■ **Source extract**:
Re: Schema Evolution on Dynamic Schema

Posted by Shahar Cizer Kobrinsky <sh...@gmail.com>.

Or is it the SQL state that is incompatible.. ?

On Mon, Mar 18, 2019 at 11:44 AM Shahar Cizer Kobrinsky <
shahar.kobrinsky@gmail.com> wrote:

> Thanks Guys,
>
> I actually got an error now adding some fields into the select statement:
>
> java.lang.RuntimeException: Error while getting state
> at
> org.apache.flink.runtime.state.DefaultKeyedStateStore.getState(DefaultKeyedStateStore.java:62)
> at
> org.apache.flink.streaming.api.operators.StreamingRuntimeContext.getState(StreamingRuntimeContext.java:135)
> at
> org.apache.flink.table.runtime.aggregate.GroupAggProcessFunction.open(GroupAggProcessFunction.scala:74)
> at
> org.apache.flink.api.common.functions.util.FunctionUtils.openFunction(FunctionUtils.java:36)

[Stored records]
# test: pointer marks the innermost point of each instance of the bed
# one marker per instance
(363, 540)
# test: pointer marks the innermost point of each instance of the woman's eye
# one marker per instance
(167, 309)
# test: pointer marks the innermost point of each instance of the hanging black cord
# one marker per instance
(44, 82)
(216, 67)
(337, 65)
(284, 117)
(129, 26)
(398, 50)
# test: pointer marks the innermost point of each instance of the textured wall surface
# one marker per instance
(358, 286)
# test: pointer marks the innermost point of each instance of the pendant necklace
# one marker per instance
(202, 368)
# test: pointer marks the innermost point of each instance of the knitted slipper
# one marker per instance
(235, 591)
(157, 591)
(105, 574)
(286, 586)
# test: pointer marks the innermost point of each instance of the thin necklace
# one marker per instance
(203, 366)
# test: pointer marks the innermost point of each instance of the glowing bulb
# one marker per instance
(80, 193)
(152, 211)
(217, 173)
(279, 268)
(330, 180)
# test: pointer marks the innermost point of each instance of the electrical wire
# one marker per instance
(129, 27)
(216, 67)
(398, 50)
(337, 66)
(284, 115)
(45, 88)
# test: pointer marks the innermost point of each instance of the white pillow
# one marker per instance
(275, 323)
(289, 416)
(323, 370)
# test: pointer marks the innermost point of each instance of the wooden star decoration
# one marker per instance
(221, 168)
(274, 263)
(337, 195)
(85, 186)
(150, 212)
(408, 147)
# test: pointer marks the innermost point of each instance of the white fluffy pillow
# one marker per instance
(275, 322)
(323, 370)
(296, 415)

==

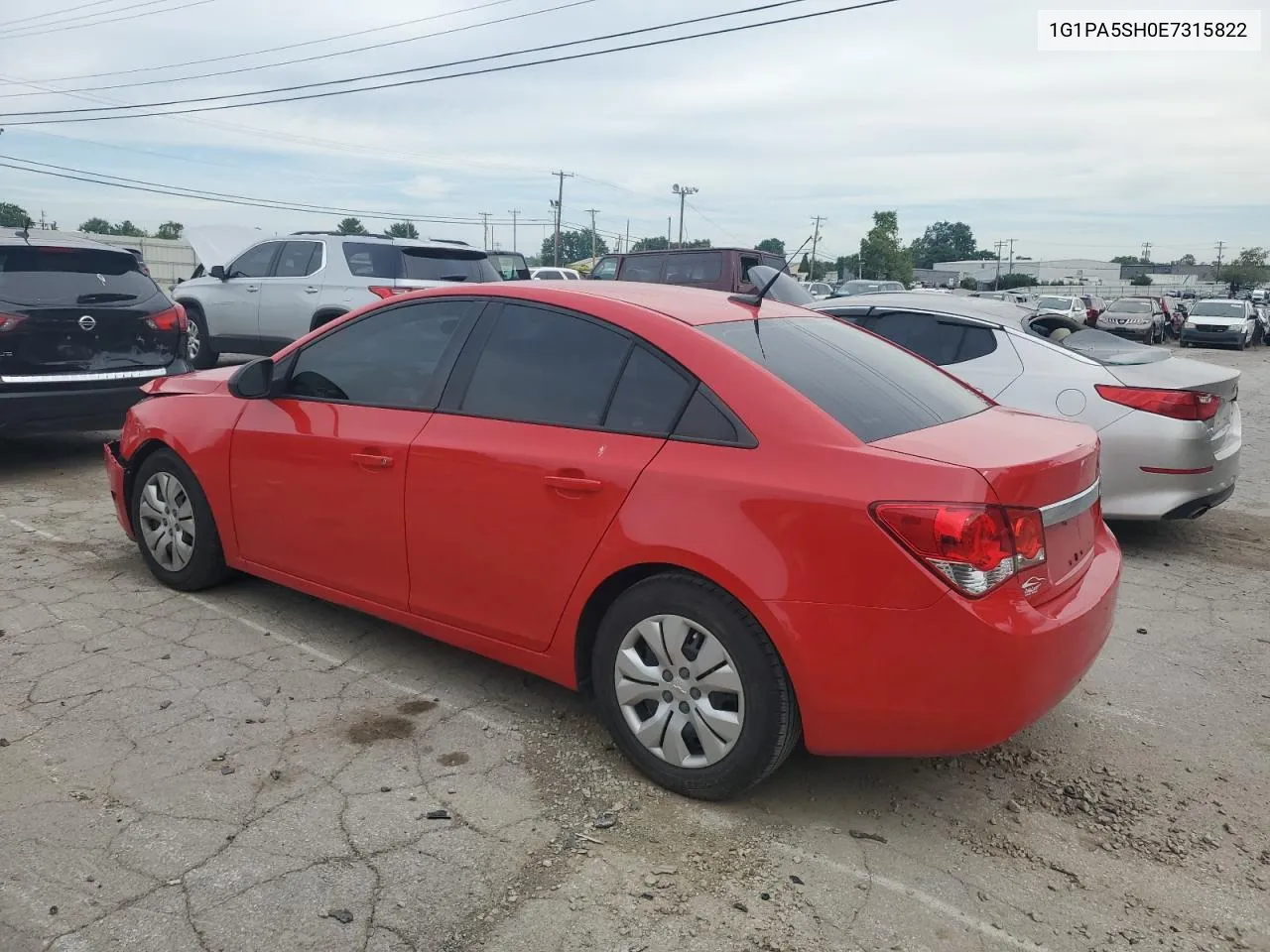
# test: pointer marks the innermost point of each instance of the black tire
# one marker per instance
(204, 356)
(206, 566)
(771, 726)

■ **Given task 1**:
List every source file name shown in parentheses in the stack trace of the forum post, along with the line number given beside each.
■ **Given task 2**:
Answer these questions using the forum post:
(a) On what date and at what time was the quoted earlier message written?
(b) What had the writer done when the error appeared?
(c) What exception and message begin the stack trace?

■ **Response 1**:
DefaultKeyedStateStore.java, line 62
StreamingRuntimeContext.java, line 135
GroupAggProcessFunction.scala, line 74
FunctionUtils.java, line 36

■ **Response 2**:
(a) Monday, March 18, 2019, at 11:44 AM
(b) Added some fields into the select statement
(c) java.lang.RuntimeException: Error while getting state